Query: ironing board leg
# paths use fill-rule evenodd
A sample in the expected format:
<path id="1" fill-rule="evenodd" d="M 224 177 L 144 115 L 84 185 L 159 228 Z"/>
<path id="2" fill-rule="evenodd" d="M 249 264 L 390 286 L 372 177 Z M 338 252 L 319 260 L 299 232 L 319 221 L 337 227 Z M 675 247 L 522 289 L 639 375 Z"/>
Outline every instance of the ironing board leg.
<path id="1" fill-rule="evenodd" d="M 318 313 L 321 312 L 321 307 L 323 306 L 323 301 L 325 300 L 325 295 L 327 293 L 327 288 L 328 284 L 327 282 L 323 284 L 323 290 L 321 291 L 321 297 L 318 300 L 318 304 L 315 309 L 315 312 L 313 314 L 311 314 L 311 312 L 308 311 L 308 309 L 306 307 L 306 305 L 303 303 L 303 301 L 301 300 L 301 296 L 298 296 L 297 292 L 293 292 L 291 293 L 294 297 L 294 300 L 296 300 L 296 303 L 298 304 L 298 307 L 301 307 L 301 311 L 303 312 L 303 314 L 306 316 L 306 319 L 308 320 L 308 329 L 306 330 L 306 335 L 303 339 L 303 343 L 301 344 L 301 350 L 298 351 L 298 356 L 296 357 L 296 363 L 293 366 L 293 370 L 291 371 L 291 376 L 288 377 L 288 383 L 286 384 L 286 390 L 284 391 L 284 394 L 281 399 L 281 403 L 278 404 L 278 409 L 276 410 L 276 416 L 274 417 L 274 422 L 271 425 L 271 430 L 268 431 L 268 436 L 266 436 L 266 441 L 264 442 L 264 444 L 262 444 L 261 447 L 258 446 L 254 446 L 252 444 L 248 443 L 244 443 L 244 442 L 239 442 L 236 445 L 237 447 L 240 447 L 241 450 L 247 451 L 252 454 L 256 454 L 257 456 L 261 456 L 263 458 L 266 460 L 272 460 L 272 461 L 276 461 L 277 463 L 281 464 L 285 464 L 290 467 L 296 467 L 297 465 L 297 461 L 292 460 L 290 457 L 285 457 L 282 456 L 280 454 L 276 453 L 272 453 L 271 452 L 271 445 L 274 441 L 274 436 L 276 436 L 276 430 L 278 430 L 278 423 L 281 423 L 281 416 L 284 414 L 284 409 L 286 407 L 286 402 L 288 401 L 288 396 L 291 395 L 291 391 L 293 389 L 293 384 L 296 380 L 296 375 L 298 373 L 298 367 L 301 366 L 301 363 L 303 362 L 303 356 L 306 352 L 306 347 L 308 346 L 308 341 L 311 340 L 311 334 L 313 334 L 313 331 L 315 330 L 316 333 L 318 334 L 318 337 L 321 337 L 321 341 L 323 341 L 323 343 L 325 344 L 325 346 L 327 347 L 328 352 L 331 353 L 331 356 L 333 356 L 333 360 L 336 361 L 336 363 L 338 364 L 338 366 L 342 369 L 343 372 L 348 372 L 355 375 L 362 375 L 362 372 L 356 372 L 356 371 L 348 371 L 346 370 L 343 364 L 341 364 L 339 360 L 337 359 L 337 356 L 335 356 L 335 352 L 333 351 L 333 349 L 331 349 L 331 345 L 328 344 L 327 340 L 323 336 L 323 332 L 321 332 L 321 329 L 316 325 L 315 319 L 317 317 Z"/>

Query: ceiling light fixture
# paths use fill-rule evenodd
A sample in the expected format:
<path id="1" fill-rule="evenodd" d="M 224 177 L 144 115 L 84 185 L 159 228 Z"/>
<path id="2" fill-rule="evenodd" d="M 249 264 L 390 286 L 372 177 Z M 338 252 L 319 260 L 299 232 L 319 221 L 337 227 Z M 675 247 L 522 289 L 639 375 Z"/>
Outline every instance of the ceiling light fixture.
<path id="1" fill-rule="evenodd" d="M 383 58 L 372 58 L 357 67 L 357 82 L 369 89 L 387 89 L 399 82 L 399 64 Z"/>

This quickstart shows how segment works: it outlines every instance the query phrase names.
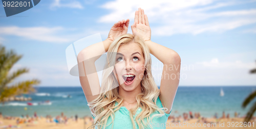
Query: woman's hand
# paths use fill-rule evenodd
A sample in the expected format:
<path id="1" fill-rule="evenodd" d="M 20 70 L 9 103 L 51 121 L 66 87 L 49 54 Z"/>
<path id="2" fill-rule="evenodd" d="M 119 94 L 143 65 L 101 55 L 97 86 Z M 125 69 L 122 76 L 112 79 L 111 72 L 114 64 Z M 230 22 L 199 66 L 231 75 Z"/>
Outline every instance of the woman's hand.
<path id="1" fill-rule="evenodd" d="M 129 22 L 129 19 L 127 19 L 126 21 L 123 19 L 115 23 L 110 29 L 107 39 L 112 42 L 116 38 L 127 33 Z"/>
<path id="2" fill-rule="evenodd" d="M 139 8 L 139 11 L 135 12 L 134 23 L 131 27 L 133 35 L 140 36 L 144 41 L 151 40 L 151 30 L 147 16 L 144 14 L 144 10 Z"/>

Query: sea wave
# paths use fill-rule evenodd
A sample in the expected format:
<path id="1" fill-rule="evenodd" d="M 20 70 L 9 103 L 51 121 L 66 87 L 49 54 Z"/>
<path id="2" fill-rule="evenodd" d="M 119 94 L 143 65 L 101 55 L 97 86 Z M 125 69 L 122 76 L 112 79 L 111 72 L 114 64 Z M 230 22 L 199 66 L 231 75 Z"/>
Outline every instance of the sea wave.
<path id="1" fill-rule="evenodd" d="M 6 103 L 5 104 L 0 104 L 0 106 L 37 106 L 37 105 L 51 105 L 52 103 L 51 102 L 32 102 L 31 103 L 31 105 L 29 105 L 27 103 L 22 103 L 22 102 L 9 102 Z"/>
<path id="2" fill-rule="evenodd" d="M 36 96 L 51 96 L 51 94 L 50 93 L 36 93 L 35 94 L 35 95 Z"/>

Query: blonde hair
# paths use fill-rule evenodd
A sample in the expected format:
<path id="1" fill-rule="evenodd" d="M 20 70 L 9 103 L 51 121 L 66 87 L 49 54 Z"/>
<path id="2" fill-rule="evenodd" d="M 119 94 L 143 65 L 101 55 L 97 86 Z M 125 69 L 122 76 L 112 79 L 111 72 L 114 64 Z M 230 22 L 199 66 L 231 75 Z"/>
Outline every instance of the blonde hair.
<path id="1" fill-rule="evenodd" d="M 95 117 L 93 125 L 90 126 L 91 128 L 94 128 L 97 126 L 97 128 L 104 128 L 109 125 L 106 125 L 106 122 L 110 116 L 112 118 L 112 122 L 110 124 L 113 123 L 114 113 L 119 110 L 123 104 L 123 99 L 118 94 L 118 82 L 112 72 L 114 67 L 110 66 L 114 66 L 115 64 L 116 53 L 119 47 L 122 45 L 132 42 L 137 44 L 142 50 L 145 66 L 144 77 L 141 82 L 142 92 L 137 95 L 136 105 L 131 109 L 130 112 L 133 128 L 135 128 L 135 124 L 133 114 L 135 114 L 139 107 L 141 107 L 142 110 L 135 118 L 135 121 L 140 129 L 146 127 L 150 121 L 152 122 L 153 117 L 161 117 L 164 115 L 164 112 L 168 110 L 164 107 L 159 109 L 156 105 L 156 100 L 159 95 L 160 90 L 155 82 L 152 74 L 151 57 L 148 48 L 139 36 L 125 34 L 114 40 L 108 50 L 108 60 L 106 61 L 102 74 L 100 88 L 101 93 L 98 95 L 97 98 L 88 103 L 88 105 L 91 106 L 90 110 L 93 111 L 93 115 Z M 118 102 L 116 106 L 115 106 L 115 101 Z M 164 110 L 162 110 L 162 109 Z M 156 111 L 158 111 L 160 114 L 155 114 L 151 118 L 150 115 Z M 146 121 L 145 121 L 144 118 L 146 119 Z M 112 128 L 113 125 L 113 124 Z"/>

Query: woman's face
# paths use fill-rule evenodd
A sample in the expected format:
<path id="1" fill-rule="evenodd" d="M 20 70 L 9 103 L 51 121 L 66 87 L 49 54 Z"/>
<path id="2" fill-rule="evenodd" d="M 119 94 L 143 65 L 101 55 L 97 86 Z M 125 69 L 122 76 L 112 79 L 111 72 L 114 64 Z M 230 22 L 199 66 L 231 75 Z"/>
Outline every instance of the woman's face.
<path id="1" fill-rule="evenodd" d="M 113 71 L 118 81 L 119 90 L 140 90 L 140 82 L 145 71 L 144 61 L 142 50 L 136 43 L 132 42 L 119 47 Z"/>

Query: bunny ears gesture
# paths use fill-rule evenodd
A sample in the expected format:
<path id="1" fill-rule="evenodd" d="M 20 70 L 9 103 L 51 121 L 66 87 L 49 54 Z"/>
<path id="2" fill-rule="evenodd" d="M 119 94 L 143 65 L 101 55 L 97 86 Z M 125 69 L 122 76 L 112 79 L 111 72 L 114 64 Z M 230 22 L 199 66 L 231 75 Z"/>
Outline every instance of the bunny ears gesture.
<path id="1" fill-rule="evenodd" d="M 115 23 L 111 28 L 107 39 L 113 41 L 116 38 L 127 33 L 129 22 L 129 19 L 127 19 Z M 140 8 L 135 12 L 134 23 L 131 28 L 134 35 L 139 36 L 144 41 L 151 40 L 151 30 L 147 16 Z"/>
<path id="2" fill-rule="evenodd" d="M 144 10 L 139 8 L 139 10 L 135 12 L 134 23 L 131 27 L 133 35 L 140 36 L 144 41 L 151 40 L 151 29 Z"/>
######
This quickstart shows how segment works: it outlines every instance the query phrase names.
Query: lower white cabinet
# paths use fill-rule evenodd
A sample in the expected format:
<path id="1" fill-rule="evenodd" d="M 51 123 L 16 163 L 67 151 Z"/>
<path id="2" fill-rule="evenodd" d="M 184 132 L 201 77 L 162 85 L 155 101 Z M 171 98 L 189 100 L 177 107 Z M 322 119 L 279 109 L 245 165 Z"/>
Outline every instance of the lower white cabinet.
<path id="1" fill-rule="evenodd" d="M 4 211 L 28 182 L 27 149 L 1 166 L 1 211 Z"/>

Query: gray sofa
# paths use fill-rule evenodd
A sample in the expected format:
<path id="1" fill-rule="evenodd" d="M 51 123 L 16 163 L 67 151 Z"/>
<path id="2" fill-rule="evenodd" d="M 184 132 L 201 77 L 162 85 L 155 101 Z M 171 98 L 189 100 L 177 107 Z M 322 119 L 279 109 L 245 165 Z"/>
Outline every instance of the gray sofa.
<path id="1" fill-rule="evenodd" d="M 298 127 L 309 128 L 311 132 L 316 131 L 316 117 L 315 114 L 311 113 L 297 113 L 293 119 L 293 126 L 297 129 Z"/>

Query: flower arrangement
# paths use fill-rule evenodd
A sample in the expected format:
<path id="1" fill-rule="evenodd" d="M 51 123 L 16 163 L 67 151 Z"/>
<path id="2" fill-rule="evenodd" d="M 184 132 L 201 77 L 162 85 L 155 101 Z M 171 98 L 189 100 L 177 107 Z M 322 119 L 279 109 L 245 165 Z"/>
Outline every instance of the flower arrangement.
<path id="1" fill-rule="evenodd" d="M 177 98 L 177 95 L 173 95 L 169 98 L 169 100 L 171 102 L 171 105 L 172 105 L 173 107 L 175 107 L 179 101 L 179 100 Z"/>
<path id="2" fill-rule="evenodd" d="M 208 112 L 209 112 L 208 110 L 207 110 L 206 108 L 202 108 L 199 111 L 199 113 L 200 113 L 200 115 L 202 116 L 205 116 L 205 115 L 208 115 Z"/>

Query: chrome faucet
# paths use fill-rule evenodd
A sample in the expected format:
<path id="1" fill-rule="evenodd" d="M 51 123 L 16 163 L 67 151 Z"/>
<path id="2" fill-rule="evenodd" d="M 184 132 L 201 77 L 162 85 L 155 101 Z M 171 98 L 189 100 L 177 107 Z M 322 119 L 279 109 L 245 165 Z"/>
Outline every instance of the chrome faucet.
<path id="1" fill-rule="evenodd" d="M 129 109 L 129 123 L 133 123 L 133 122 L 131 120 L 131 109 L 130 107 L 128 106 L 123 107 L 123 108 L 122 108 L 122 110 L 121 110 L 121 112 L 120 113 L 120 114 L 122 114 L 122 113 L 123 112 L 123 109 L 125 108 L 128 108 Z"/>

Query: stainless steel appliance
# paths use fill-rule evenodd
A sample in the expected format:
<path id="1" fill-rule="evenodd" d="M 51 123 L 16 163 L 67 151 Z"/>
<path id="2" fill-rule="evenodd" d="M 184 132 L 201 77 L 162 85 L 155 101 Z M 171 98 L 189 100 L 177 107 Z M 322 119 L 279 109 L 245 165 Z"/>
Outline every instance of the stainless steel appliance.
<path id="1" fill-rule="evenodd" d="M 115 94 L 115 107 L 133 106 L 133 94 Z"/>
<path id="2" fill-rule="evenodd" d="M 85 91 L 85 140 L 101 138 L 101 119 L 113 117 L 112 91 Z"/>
######
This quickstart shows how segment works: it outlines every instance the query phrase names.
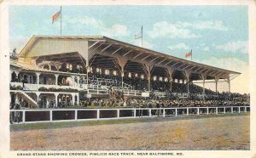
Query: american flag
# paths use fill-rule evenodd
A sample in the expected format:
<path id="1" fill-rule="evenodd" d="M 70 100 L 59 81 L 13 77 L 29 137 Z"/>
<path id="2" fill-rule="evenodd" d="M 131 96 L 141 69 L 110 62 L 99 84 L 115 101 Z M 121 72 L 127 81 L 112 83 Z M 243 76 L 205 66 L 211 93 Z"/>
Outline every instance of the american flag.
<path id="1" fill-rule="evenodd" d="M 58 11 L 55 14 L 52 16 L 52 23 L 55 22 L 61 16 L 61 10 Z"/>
######
| PROBLEM DETAILS |
List every line in the records above that contains the word "gray".

| IN RESPONSE |
Query: gray sofa
Outline every instance of the gray sofa.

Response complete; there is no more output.